▸ **Activity**:
Go through the records below and set each one down exactly, leaving out any pictures.

▸ **Material provided**:
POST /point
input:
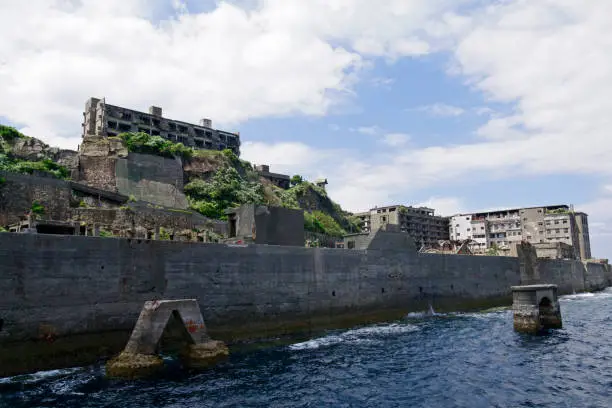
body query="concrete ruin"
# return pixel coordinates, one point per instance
(536, 308)
(260, 224)
(140, 356)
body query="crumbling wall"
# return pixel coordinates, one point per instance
(155, 179)
(80, 291)
(135, 216)
(18, 192)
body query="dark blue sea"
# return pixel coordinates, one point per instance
(451, 360)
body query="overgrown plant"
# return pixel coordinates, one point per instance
(14, 165)
(144, 143)
(37, 208)
(226, 189)
(9, 133)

▸ **Completed task**:
POST /point
input:
body query="concrete ruin"
# return pixel coordinates, one point per instance
(536, 308)
(260, 224)
(140, 356)
body query="crumbling wall"
# return pixel coordinates, one point per instance
(155, 179)
(80, 291)
(135, 216)
(18, 192)
body query="dark blue sea"
# return pixel coordinates, one point per instance
(451, 360)
body query="overgrown plant"
# return pixel coordinates, one point per instance
(14, 165)
(144, 143)
(37, 208)
(226, 189)
(9, 133)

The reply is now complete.